Polecenie pisemne 1:
Do której godziny, według fragmentu dokumentu, pisano ostatnio procedury we wpisie zaczynającym się od słów „Byłem na podziale”?

Fragment dokumentu:
----------------------------------------
Nalepsze życzenia z okazji Dnia Strażaka dla wszystkich strażaków!
A pożar Kolega widział?? Dymem pachniał??? Myślę że dobrze, że nie dali bo co ma wspólnego Księgowy z pożarami itp. Później przenieśliby Cię na jakieś stanowisko kierownicze i jeździłbyś i się rządził tak jakbyś tysiące akcji miał za sobą .
PS. Szczęścia zdrowia i powrotów dla Strażaków życzę
-
komu wogole potrzebne te biura :huh:
Biura są potrzebne aby z 1000 często debilnych pism i poleceń do ciebie dotarło 10 tych naprawdę ważnych.
Byłem na podziale, potem PSK a obecnie operacyjna i powiem Ci nie odczuwam że za biurkiem jest lepiej. Jak ostatnio pisałem procedury do 2 w nocy to jakoś nagle chłopaki przestali mówić że w biurze to nic nie robią.
Natomiast polityka kadrowa zależy od komendantów a nie od ludzi, którzy pracują na 8 godzin. Jak mawiał mój d-ca zmiany "debilem jest ten kto nie wykorzysta sytuacji aby awansować. A Ci co najbardziej narzekają na niesprawiedliwość zazwyczaj pierwsi sobie coś załatwiają nie oglądając się na innych"
-
Bez przesady. Biura zawsze są i będą potrzebne. Potrzebne są kadry,socjalny,finansowy,kwatermistrzostwo itp.
----------------------------------------
Udostępnione dane:
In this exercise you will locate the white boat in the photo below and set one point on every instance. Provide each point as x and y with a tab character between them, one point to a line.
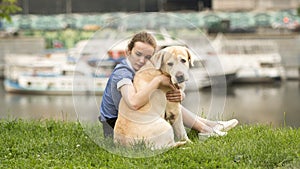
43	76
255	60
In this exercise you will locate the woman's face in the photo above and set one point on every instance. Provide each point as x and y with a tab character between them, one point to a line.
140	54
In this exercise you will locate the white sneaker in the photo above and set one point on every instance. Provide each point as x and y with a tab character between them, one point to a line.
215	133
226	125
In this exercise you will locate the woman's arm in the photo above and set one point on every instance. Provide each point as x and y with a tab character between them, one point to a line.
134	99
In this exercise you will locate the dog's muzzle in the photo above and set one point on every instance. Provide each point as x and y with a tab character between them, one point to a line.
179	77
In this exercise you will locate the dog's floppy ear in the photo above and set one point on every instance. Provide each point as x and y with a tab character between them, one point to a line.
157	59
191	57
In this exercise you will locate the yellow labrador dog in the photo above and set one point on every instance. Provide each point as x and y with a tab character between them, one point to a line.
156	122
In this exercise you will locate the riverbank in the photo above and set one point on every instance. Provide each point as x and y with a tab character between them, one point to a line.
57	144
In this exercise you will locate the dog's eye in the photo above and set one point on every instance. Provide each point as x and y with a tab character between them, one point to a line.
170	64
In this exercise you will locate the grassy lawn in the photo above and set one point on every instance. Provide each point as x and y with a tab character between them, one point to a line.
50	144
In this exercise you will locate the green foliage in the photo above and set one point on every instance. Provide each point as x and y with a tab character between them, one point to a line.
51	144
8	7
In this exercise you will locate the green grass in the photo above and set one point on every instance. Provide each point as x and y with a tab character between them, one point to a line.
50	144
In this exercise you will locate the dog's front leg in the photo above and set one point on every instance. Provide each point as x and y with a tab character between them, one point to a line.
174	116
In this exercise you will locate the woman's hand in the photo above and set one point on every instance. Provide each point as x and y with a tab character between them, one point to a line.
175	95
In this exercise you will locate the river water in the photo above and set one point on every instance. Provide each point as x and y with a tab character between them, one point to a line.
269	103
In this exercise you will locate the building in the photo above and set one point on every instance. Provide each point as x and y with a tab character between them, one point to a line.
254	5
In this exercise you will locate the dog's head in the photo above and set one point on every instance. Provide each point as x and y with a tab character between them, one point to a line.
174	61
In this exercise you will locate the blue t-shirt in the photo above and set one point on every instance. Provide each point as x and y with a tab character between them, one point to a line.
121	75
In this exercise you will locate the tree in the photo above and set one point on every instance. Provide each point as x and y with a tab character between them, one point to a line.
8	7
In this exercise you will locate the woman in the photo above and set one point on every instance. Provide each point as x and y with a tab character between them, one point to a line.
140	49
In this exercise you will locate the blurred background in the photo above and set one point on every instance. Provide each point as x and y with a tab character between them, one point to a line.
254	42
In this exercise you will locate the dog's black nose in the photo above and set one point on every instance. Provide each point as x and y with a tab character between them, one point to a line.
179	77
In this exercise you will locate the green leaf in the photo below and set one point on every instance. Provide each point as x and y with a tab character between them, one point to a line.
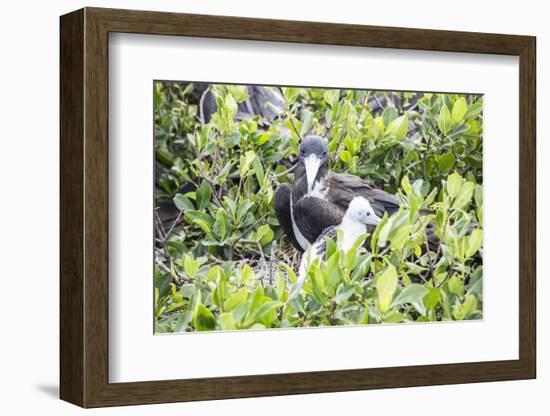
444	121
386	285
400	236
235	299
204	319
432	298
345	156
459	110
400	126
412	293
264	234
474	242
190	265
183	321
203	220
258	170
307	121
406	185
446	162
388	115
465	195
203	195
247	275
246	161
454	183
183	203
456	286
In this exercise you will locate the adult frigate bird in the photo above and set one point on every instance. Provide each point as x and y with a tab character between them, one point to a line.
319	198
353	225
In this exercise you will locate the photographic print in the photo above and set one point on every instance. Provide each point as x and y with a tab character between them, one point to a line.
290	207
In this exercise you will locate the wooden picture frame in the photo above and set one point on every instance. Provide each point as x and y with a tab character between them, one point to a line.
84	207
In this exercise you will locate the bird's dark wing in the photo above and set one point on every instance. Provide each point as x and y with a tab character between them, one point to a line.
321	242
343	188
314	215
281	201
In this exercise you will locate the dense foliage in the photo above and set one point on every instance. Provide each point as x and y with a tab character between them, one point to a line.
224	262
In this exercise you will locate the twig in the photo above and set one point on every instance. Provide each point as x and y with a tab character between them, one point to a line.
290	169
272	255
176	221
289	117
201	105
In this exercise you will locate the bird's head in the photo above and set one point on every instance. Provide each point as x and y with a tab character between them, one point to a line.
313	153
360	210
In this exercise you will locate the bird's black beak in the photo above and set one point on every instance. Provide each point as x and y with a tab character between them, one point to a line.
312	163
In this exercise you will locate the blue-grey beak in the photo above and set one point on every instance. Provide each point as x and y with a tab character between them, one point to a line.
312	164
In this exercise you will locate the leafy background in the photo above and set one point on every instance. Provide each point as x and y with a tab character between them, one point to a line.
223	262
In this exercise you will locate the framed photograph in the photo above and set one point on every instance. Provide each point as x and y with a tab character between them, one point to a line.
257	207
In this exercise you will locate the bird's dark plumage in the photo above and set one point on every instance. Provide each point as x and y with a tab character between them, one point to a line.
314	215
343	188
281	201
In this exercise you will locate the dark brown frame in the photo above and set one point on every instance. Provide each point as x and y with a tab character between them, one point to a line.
----------------------------------------
Polecenie pisemne 2:
Proszę wybrać i przepisać z rekordów każdy wiersz zawierający ciąg „black”. Wielkość liter ma znaczenie.

Wynik zadania 1:
Do 2 w nocy.

Wynik zadania 2:
In this exercise you will locate the dog's black nose in the photo above and set one point on every instance. Provide each point as x and y with a tab character between them, one point to a line.
In this exercise you will locate the bird's black beak in the photo above and set one point on every instance. Provide each point as x and y with a tab character between them, one point to a line.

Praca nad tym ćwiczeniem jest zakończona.